(Dataset excerpts on object pointing)
-----
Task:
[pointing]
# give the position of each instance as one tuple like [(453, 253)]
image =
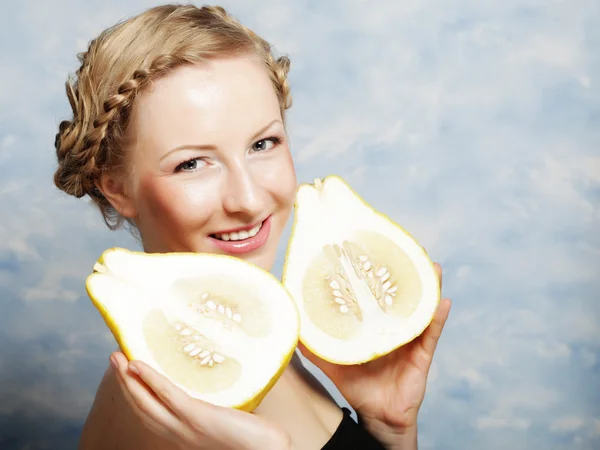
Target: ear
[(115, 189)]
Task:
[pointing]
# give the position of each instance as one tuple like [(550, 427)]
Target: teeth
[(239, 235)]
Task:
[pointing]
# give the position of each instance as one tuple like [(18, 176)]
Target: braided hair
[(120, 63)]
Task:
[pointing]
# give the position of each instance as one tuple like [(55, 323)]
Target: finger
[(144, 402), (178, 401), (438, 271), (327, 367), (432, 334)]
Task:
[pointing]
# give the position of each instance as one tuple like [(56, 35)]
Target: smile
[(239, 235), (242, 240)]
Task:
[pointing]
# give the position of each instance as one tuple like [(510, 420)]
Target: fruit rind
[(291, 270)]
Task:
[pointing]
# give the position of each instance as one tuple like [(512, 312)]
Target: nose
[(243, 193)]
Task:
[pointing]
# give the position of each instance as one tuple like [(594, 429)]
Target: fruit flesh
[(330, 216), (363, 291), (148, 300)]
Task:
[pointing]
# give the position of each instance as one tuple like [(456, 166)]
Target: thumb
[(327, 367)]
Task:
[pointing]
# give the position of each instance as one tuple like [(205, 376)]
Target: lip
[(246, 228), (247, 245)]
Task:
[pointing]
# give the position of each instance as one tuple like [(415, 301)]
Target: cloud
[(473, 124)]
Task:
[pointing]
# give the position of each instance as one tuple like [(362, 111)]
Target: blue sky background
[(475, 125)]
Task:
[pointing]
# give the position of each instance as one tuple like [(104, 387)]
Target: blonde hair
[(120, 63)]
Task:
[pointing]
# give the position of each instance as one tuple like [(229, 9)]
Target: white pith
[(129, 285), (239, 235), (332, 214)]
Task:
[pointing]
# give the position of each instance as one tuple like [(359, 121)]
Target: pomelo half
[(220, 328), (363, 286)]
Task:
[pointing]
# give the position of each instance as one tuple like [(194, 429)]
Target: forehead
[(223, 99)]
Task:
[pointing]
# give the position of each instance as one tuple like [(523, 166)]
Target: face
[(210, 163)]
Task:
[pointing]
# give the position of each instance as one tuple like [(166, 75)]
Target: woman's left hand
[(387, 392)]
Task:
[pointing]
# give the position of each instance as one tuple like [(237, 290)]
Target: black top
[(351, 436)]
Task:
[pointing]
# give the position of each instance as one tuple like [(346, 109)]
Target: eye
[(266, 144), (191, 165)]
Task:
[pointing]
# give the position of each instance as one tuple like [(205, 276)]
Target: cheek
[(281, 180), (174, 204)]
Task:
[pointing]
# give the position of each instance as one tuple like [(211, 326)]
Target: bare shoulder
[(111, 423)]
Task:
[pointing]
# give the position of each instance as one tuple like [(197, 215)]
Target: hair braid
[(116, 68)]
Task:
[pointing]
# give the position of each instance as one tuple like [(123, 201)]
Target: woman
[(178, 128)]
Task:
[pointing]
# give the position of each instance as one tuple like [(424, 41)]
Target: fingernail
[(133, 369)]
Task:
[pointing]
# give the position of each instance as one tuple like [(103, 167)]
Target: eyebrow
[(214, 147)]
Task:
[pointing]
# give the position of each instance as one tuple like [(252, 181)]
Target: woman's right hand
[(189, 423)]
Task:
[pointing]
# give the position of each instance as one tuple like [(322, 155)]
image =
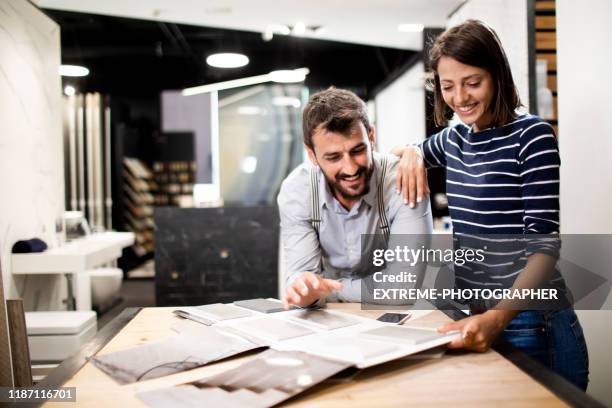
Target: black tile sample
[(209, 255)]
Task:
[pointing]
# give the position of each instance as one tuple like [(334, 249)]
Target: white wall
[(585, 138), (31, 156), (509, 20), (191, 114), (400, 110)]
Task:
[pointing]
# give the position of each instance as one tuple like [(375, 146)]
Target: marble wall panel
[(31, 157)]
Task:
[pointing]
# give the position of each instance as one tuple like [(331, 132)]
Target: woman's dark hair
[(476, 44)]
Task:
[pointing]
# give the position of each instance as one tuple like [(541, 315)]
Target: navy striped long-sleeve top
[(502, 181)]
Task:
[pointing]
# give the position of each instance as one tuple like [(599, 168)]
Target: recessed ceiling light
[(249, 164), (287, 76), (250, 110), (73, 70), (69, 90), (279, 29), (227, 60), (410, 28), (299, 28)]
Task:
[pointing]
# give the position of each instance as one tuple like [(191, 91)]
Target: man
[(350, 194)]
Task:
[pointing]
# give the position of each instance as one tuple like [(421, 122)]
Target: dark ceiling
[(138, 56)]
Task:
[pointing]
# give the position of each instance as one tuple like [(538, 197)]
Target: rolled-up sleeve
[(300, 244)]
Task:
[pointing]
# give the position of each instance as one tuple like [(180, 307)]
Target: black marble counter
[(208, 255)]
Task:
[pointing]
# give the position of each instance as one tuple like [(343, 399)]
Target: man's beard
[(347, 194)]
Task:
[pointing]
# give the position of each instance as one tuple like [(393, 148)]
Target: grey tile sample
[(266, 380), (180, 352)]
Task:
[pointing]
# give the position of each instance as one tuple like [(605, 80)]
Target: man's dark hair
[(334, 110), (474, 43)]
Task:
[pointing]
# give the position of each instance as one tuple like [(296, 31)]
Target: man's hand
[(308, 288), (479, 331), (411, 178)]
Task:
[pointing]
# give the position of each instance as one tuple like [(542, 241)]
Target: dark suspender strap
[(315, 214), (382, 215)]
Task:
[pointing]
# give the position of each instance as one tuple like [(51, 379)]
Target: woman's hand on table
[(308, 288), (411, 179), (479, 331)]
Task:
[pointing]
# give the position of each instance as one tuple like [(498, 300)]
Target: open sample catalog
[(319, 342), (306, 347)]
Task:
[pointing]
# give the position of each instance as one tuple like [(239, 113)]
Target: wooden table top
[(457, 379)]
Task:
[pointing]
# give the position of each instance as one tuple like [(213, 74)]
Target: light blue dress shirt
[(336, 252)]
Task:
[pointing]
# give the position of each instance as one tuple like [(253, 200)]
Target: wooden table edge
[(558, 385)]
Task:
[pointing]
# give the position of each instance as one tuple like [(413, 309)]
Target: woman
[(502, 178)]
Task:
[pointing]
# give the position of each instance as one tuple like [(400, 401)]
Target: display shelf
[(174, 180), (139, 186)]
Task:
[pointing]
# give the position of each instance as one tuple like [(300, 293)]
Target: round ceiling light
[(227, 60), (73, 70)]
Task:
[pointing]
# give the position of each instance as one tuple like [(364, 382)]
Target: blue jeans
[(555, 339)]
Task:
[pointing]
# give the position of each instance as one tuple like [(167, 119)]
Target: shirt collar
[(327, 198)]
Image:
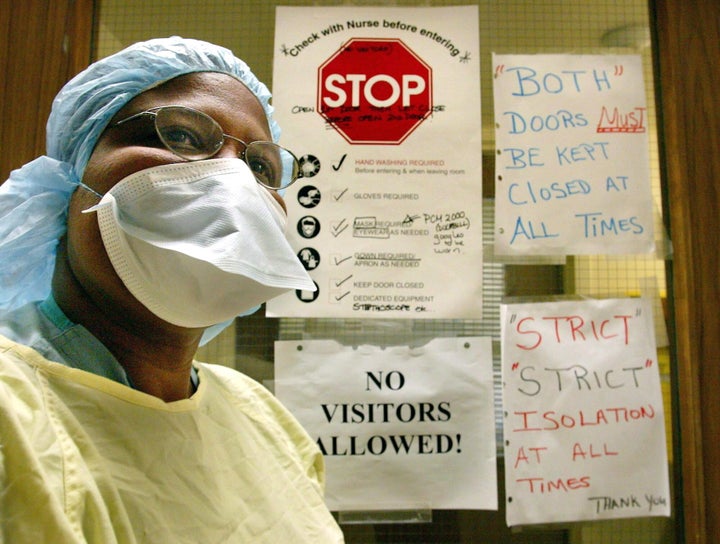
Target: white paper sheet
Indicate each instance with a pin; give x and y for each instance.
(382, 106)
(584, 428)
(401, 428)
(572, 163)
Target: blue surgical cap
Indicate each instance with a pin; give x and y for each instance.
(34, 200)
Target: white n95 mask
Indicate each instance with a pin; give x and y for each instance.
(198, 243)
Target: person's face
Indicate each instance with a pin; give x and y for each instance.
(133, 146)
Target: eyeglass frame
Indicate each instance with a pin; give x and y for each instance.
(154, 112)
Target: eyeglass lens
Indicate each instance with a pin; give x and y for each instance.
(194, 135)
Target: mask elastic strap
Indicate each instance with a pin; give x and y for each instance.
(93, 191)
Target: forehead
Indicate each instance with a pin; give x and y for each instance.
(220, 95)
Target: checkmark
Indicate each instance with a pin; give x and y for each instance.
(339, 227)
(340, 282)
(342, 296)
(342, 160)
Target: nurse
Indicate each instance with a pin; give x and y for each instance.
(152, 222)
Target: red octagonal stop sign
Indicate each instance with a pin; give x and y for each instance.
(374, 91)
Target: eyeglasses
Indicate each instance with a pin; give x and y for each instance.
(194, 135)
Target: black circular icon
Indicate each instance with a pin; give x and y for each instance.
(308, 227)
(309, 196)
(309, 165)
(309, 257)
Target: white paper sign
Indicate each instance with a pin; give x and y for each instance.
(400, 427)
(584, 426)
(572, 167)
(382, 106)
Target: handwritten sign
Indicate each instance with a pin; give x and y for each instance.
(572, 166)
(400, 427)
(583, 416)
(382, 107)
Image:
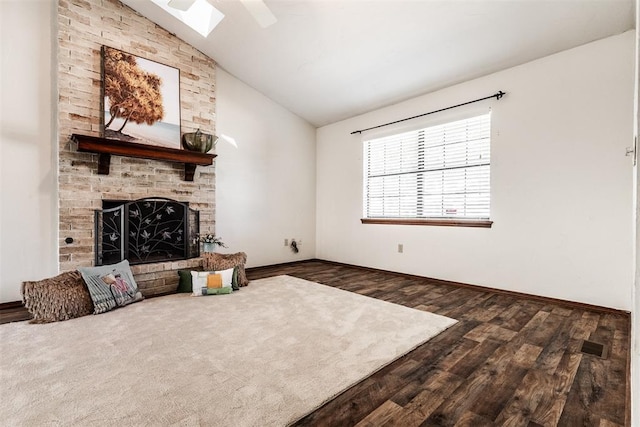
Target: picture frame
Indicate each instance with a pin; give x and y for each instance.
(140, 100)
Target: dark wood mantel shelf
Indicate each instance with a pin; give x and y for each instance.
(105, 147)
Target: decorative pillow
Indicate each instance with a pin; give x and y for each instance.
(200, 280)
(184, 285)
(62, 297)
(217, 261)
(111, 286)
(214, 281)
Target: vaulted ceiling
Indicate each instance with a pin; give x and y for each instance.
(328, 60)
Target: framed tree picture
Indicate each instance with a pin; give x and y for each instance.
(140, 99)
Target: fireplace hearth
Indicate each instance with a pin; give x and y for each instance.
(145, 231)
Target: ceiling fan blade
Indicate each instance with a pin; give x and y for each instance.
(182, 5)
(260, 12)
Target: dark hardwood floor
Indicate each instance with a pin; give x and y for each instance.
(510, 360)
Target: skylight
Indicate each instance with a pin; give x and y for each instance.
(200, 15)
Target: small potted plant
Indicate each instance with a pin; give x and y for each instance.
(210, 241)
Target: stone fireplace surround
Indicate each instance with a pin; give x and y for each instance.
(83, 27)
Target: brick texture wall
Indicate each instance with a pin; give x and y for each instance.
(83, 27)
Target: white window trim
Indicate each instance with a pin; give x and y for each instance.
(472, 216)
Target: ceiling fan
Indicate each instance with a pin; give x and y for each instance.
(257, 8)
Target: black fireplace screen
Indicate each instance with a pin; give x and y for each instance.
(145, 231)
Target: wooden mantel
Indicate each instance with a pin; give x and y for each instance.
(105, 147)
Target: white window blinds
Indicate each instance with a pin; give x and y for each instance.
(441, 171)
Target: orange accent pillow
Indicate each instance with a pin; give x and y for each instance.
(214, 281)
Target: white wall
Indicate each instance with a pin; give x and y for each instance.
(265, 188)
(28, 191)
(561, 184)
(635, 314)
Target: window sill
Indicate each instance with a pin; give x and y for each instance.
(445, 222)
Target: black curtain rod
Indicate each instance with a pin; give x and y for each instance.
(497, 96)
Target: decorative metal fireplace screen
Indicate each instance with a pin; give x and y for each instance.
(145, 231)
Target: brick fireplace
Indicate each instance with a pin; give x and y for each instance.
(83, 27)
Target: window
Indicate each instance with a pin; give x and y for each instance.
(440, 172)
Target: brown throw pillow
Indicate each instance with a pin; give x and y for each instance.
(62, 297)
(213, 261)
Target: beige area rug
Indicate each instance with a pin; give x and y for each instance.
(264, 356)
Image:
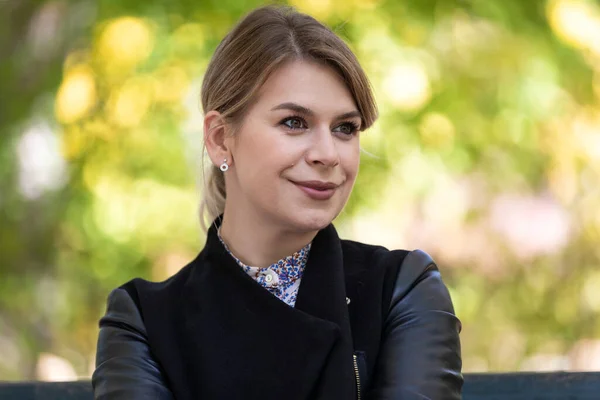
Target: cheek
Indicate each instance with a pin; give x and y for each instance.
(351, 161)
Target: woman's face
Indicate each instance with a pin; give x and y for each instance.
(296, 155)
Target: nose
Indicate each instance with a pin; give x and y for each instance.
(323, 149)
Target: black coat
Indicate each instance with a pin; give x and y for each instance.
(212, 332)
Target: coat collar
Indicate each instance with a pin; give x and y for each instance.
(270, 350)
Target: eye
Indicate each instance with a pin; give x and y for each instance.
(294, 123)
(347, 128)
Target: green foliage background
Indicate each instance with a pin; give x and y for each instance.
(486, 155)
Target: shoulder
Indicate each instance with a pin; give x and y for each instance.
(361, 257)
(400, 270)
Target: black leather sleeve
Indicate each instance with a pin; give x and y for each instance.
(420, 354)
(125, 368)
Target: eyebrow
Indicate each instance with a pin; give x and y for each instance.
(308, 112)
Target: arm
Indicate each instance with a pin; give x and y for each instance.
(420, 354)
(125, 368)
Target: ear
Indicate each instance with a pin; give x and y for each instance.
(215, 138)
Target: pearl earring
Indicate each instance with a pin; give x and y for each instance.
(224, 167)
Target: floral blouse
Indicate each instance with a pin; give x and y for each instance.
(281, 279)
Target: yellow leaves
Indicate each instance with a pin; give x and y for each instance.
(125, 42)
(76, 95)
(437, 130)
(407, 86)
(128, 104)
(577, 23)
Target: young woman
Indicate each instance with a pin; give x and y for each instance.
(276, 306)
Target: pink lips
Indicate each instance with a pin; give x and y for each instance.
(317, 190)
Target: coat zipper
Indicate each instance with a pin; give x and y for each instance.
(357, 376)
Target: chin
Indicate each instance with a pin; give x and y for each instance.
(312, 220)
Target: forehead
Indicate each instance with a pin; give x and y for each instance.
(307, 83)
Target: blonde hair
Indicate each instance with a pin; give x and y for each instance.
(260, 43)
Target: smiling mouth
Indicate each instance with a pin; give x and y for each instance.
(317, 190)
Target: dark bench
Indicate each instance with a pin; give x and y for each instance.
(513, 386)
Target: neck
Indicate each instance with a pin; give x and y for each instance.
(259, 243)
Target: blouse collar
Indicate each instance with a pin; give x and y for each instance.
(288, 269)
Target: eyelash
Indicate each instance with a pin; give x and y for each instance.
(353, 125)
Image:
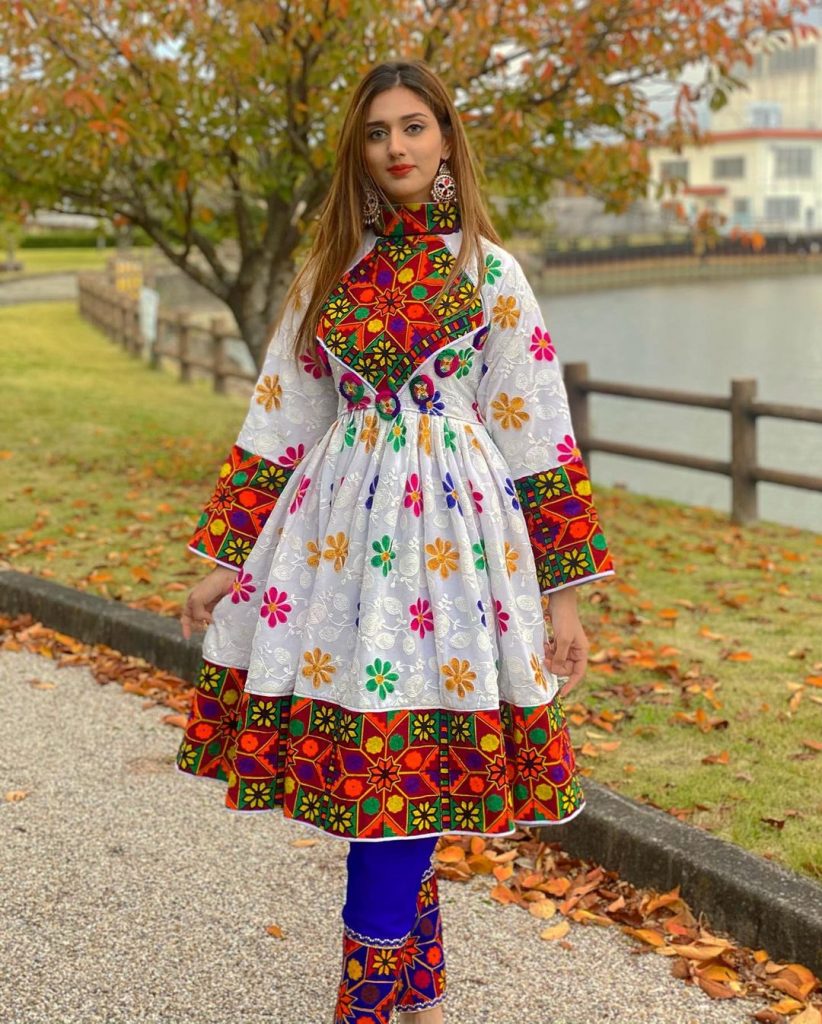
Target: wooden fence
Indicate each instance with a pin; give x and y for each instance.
-----
**Stated problem**
Substitute "Object" for "Target" throughout the rows, starting at the beginning of the rows and ending at the line that contains "[(144, 402), (178, 401), (438, 271), (327, 367), (432, 334)]", with everything else left unchanged. Reproduce only that span and omit the pictures.

**Result**
Task:
[pointing]
# give the position of each instance as one tuple like [(453, 253)]
image =
Object: ear
[(115, 189)]
Task:
[pointing]
# give the position of each instance as one tuple like [(550, 427)]
Object: teeth
[(239, 235)]
Task:
[pointing]
# give the position of each instance as one tuple like [(18, 176)]
Object: braided hair
[(120, 63)]
Task:
[pointing]
# give the position of each instance as one tuple like [(55, 323)]
Object: finger
[(144, 402), (178, 401), (438, 271), (327, 367), (432, 334)]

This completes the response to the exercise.